- _Text passage_:
○ ○ ○ ○

Tuesday, February 9, 2021

Masked and Unmasked

Priest and friend, masked and unmasked

 It's been a long time since I posted anything beyond news of events at the Temple.  Something about the times we've been living through have left me "taking the backward step" as Dogen says, rather than reaching out to people through this blog.  But I've made a new commitment, and, in the way of all such plans, while I am fairly sure that this post will happen, I can only hope and trust that I'll continue to post more regularly.

The photo above is from a billboard in front of our local Roman Catholic church, about a national giving campaign.   I love the look on the face of our old friend white Jesus, happily unmasked and looking over the shoulder of one of his priests.  There's something about the two of them that points us all to finding a way to our common ground as human beings in the middle of a pandemic.  I've been practicing with my reactivity to people who don't wear masks, figuring that, on some level, they don't believe in the pandemic.  While the emotional-cognitive reaction I have is based on delusion, since I don't really know why people out in public aren't wearing masks (did they forget? are they having trouble breathing?  are they angels, bodhisattvas or saints appearing among us to show us the way?) it provides an opportunity to look deeply into my own tendency to create reality out of a partial understanding of what's happening at any time, anywhere.  

Zen teachings point us to the opportunity to meet everything as fully as we possibly can, to engage directly with the world we perceive and to be suspicious of the conclusions we draw.  The guideline is to be curious about everything.  I will probably never know why the people I meet during my daily walk are masked or unmasked, but I do know that they are probably human beings like me, struggling to figure out how to live in a challenging world.  This allows a more spacious internal experience, and I am then free to greet them sincerely, with a hidden, masked smile, as another companion on the path.  

2 comments:

  1. Hi Melissa, All these masks are like a poem: Am I, "really", masked without a mask,,, or unmasked behind a mask? Can't, really, tell!

○ ○ ○ ○

- _Extracted material_:
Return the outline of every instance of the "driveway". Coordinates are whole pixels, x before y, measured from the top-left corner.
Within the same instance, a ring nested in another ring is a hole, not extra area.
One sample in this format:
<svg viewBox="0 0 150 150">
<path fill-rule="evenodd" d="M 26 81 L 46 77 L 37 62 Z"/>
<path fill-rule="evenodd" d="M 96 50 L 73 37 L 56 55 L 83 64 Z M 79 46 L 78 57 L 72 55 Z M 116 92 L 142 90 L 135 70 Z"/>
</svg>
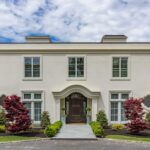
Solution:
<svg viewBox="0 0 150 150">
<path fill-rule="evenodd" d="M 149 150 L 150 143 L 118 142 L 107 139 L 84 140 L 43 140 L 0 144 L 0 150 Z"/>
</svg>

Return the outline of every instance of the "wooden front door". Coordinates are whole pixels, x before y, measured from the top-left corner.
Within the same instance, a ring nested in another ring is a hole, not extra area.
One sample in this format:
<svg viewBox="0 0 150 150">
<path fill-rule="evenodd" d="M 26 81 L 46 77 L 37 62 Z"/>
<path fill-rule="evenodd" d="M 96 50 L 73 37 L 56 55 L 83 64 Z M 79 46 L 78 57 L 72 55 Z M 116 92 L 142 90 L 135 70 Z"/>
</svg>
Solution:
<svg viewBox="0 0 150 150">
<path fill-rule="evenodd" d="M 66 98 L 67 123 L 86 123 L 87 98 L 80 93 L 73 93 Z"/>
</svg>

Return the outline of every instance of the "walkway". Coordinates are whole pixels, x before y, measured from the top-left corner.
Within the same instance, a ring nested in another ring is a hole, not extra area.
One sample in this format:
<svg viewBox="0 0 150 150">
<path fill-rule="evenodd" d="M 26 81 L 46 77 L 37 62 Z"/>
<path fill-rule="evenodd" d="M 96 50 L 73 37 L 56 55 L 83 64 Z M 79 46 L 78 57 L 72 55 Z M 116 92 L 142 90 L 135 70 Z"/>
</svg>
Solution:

○ ○ ○ ○

- _Try it_: In the blog post on masks, what is the guideline that Zen teachings give?

- _Solved problem_: The guideline is to be curious about everything.